=== O PROBLEMA ===
No texto sobre o tratamento do filho do médico Leandro Ramires, quantas vezes Benício tinha sido internado até os cinco anos?

=== TEXTO DO DOCUMENTO ===
No início, médico optou pela ilegalidade
Apesar de já existir a possibilidade jurídica em 2014, ciente da demora do processo e ansioso para ver a melhora do filho, o médico Leandro Ramires recorreu ao tráfico de drogas para medicar o filho. Para isso, ele contava com um amigo que enviava, dos EUA, doses de maconha medicinal escondidas em brinquedos e outros objetos.
“Até os cinco anos ele (Benício) tinha se internado 48 vezes, 14 delas em UTI Neonatal. Ele tomava 25 comprimidos por dia. Como médico, eu já tinha estudado sobre a maconha e tinha segurança no medicamento, já sabia que ninguém morre de overdose dessa planta. Então, foi assim que eu tratei meu filho no início, antes mesmo de brigar na Justiça, eu optei pelo tráfico de drogas”, lembra o médico.

=== DADOS REGISTRADOS ===
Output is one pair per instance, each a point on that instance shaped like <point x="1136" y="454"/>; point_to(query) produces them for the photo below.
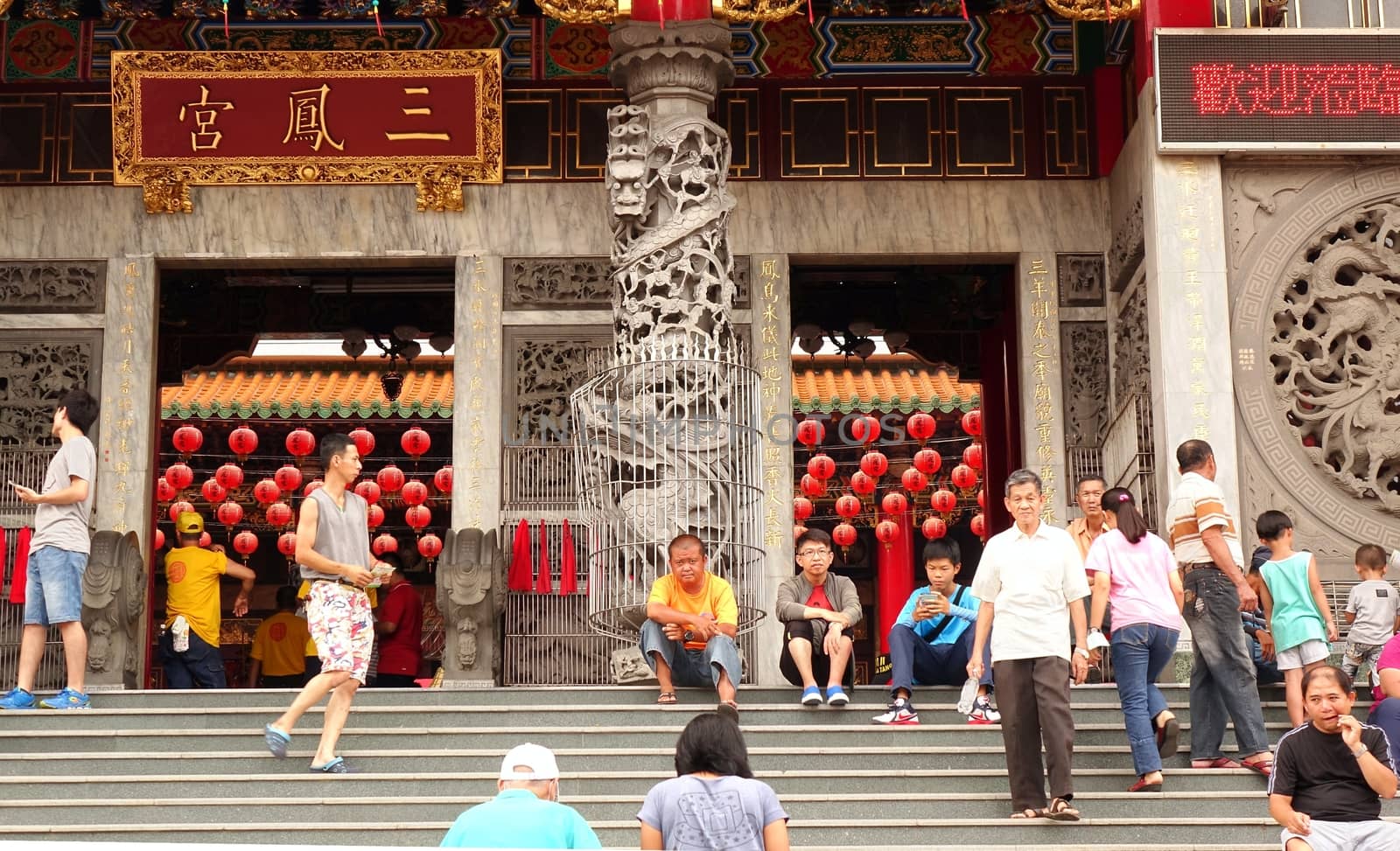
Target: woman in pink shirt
<point x="1136" y="571"/>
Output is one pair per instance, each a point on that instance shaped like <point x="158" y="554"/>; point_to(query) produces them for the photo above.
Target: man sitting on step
<point x="1330" y="774"/>
<point x="692" y="620"/>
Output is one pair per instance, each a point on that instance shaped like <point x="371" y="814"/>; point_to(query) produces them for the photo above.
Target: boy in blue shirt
<point x="931" y="640"/>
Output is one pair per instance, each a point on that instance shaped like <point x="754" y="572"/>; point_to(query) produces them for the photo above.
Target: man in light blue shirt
<point x="525" y="813"/>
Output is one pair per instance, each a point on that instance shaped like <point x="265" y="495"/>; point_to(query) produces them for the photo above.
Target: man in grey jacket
<point x="818" y="610"/>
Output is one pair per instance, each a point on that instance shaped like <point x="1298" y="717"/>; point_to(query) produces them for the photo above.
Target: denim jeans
<point x="1222" y="675"/>
<point x="1140" y="651"/>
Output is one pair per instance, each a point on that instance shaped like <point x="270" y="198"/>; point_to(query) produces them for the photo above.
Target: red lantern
<point x="430" y="546"/>
<point x="874" y="464"/>
<point x="228" y="476"/>
<point x="242" y="441"/>
<point x="443" y="480"/>
<point x="266" y="492"/>
<point x="178" y="508"/>
<point x="287" y="478"/>
<point x="861" y="483"/>
<point x="179" y="476"/>
<point x="301" y="443"/>
<point x="417" y="517"/>
<point x="363" y="441"/>
<point x="914" y="480"/>
<point x="415" y="493"/>
<point x="963" y="476"/>
<point x="188" y="440"/>
<point x="415" y="441"/>
<point x="245" y="543"/>
<point x="811" y="433"/>
<point x="921" y="427"/>
<point x="279" y="514"/>
<point x="230" y="514"/>
<point x="895" y="503"/>
<point x="972" y="423"/>
<point x="821" y="466"/>
<point x="389" y="479"/>
<point x="972" y="457"/>
<point x="368" y="492"/>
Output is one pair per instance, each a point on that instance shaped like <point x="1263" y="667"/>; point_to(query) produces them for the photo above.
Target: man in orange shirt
<point x="692" y="622"/>
<point x="189" y="634"/>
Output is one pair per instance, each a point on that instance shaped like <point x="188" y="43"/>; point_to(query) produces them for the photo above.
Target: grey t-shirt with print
<point x="66" y="527"/>
<point x="723" y="813"/>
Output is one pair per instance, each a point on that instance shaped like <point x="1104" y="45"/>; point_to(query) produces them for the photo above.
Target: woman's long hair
<point x="711" y="743"/>
<point x="1131" y="522"/>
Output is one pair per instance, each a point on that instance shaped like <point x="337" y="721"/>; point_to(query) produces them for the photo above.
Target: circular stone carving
<point x="1320" y="303"/>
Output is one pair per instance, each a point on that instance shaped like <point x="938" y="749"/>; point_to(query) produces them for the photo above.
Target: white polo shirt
<point x="1031" y="580"/>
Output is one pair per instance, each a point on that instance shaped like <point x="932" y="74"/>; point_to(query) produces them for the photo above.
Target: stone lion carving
<point x="1336" y="353"/>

=== RESPOSTA ESCRITA ===
48 vezes, 14 delas em UTI Neonatal.